* [Exercise instructions]:
A. According to the course policy text below, what is the minimum score needed to pass a quiz?
B. Rewrite the paragraph in the course policy text that begins "Quizzes will be given sequentially" as a short bulleted list, keeping its main facts.

* [Supplied text]:
§

Course grades will be based on 5 quizzes (8 pts each), 5 homeworks (5 pts each), 1 project (25 pts), and classroom participation (10 pts). There will be no make-up.
Quizzes will be given sequentially. In order to take the next quiz, you have to pass the previous one (at least 6 points out of 8). A given quiz can be taken at most 4 times, and you can take at most 10 quizzes (including re-attempts) in total. If you pass a quiz after the second or later attempts, you will get 6 points for that quiz.
Classroom participation will be based on your responses to i) questions during lectures, ii) “Short Questions” at ODTUClass, and iii) other students’ questions on the “Forum” page.
The project teams will consist of 4 students. Projects will be submitted by February 9, 2022, midnight, and presented on February 10, 2022.
DataCamp
“This class is supported by DataCamp, the most intuitive learning platform for data science and analytics. Learn any time, anywhere and become an expert in R, Python, SQL, and more. DataCamp’s learn-by-doing methodology combines short expert videos and hands-on-the-keyboard exercises to help learners retain knowledge. DataCamp offers 350+ courses by expert instructors on topics such as importing data, data visualization, and machine learning. They’re constantly expanding their curriculum to keep up with the latest technology trends and to provide the best learning experience for all skill levels. Join over 6 million learners around the world and close your skills gap.”
I will register your name at DataCamp. If you do not want to use it, please inform me by e-mail.
What is R?
- A programming language (interpreter)
- A statistics package
- An environment for statistical computing and graphics
- Developed by a community
- Extended with ‘packages’ that contain data, code, and documentation
What is R?

§

[Dataset excerpt]
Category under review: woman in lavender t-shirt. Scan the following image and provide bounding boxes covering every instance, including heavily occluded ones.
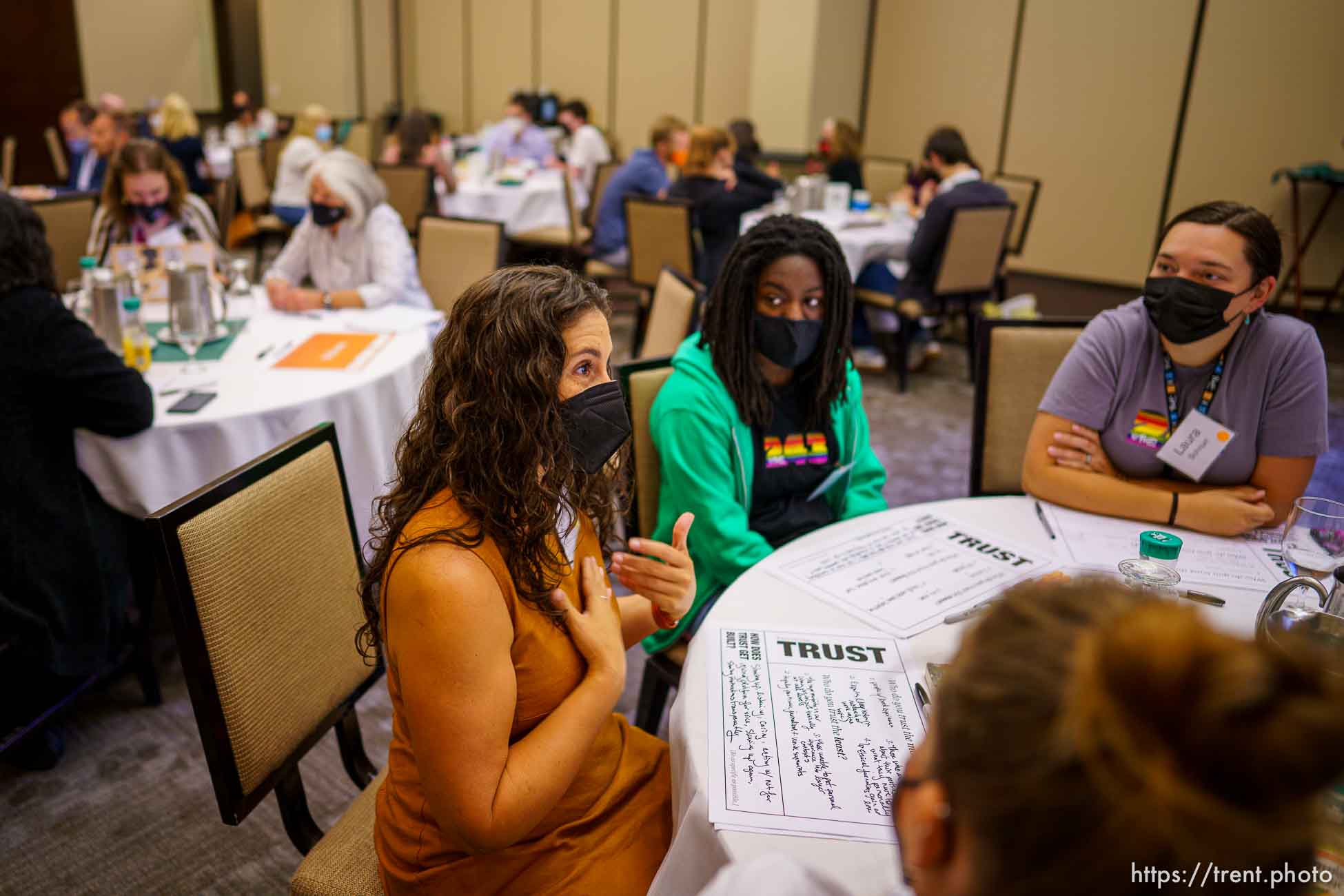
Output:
[1023,201,1327,535]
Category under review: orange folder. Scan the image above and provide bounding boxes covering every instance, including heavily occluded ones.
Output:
[274,333,387,371]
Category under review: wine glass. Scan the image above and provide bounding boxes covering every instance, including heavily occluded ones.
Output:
[1283,497,1344,582]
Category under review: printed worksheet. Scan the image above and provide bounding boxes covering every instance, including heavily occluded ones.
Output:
[696,623,924,842]
[1040,501,1283,591]
[761,509,1058,638]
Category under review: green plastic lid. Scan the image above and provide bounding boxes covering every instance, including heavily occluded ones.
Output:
[1139,531,1181,560]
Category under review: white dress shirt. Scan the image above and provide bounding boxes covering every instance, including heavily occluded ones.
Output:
[564,125,611,196]
[266,203,430,307]
[270,137,323,208]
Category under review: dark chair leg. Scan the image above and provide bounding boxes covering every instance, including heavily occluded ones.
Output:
[336,706,378,790]
[276,764,323,856]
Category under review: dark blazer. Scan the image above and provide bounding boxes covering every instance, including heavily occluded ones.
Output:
[0,287,154,675]
[898,180,1008,301]
[66,146,108,192]
[668,165,784,289]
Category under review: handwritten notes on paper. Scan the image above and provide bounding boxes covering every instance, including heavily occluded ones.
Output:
[698,624,924,842]
[762,509,1057,638]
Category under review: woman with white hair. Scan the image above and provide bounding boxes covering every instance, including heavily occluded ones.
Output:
[266,149,430,312]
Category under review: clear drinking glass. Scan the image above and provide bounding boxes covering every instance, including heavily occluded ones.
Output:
[1283,497,1344,580]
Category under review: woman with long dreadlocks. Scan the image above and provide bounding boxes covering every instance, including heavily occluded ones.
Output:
[642,215,887,653]
[359,267,695,896]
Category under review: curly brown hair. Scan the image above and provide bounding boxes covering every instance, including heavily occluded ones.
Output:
[355,266,625,657]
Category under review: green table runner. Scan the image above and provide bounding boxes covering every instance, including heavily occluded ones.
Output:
[145,321,247,364]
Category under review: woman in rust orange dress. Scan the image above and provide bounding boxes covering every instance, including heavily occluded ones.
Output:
[360,267,695,896]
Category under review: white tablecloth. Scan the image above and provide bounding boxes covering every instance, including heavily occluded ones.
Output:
[649,497,1265,896]
[438,170,587,235]
[740,210,915,279]
[75,294,429,540]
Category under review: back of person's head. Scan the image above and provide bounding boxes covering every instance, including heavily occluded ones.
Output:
[729,119,761,164]
[1157,200,1283,286]
[649,116,686,147]
[928,579,1344,896]
[682,125,734,177]
[360,266,621,651]
[289,102,332,139]
[101,137,188,224]
[308,149,387,227]
[700,215,853,427]
[560,99,589,122]
[396,109,434,165]
[921,128,977,168]
[159,92,201,140]
[0,192,57,300]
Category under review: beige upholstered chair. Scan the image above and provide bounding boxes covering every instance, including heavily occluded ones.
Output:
[418,215,504,314]
[41,126,70,184]
[970,318,1088,497]
[32,194,98,289]
[147,423,383,893]
[374,165,433,235]
[638,267,704,357]
[863,156,910,203]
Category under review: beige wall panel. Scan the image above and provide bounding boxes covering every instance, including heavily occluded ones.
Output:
[359,0,396,119]
[256,0,359,119]
[402,0,471,133]
[804,0,873,145]
[700,0,757,132]
[863,0,1010,168]
[751,0,821,152]
[1010,0,1199,285]
[75,0,219,112]
[1170,0,1344,286]
[470,0,536,130]
[538,0,611,128]
[615,0,699,156]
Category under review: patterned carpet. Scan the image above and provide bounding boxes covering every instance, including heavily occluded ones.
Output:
[0,310,1344,896]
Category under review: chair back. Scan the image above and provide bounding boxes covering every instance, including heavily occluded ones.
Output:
[234,141,272,210]
[374,165,434,234]
[989,172,1040,255]
[0,137,19,188]
[261,137,289,187]
[583,161,621,230]
[863,156,911,203]
[147,423,382,842]
[970,317,1088,497]
[417,215,504,314]
[637,267,704,357]
[32,192,98,289]
[41,125,70,184]
[615,356,672,538]
[625,196,695,289]
[344,119,374,164]
[933,204,1013,296]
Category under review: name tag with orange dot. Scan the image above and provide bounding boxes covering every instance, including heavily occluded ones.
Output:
[1157,411,1236,482]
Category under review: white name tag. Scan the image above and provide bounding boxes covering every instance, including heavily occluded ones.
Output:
[1157,411,1236,482]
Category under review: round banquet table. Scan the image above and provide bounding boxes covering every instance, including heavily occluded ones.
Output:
[649,497,1265,896]
[438,170,587,236]
[740,208,917,279]
[75,287,430,540]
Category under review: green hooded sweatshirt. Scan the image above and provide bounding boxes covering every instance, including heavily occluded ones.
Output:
[644,333,887,653]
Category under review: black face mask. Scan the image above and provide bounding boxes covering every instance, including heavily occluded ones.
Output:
[560,380,631,476]
[308,203,345,227]
[751,313,822,371]
[1143,276,1255,345]
[128,203,168,224]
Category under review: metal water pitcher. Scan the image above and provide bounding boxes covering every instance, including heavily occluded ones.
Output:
[1255,567,1344,675]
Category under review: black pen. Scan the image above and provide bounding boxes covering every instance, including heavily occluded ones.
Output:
[1035,501,1055,541]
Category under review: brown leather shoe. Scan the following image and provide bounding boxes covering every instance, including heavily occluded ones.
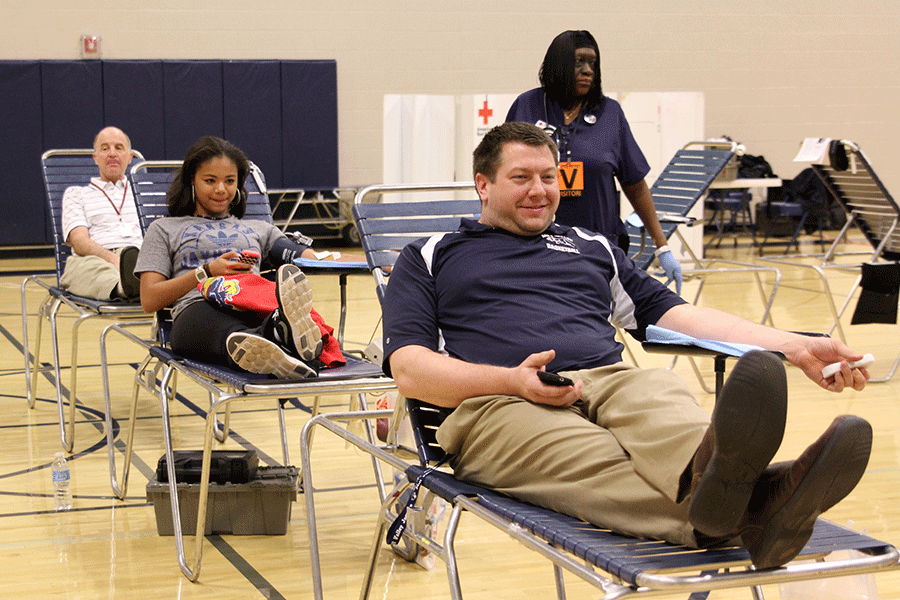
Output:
[739,416,872,569]
[688,350,787,537]
[119,246,141,300]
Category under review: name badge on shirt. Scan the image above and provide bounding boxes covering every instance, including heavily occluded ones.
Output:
[559,160,584,197]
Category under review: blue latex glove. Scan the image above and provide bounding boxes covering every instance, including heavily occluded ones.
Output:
[656,250,682,296]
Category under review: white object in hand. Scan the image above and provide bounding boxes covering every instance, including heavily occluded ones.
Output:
[822,354,875,379]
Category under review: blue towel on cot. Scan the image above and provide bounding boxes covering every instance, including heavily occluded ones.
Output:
[647,325,764,356]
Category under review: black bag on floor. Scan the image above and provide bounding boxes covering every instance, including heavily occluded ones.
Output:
[156,450,259,484]
[850,263,900,325]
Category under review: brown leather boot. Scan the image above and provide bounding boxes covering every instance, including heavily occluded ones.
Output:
[688,350,787,537]
[739,416,872,569]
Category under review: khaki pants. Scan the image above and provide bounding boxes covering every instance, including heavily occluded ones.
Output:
[437,363,709,545]
[59,248,122,300]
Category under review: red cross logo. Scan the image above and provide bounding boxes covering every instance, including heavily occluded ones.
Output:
[478,100,494,125]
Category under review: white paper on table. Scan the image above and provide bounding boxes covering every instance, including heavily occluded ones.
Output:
[794,138,831,164]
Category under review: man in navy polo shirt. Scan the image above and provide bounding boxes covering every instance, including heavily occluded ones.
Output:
[384,123,872,568]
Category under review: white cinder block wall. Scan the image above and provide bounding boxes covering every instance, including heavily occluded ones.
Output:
[0,0,900,192]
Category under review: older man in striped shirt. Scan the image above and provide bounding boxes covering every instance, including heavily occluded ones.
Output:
[60,127,141,300]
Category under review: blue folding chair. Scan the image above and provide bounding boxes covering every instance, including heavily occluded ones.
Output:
[301,184,900,600]
[101,161,394,581]
[21,149,149,452]
[764,140,900,383]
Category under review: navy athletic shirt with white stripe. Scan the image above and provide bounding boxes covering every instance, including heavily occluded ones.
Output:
[383,219,684,375]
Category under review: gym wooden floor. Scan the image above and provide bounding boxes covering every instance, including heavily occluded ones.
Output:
[0,232,900,600]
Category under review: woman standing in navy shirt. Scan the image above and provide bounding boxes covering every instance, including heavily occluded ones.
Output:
[506,31,681,288]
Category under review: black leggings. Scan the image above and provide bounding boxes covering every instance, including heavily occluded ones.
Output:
[171,300,264,369]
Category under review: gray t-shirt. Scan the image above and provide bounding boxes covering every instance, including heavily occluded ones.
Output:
[134,216,284,319]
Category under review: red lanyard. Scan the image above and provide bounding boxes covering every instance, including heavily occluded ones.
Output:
[91,181,128,221]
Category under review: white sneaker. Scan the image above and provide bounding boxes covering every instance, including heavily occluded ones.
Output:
[275,263,323,361]
[225,332,317,379]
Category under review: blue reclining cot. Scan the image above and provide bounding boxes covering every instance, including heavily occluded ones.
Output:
[21,148,149,452]
[101,161,394,581]
[301,184,900,600]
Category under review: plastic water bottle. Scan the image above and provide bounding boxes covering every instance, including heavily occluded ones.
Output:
[52,452,72,510]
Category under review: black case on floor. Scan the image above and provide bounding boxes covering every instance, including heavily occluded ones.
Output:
[156,450,259,484]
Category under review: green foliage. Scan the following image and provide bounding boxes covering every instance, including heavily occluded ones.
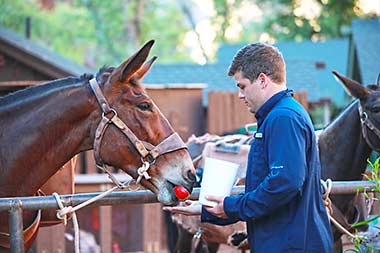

§

* [The responses]:
A. At least 6 points out of 8.

B.
- Quizzes are taken in order.
- Passing a quiz (at least 6 of 8 points) is required to take the next one.
- Each quiz can be attempted at most 4 times.
- No more than 10 quiz attempts in total, including re-attempts.
- Passing on the second or a later attempt earns 6 points for that quiz.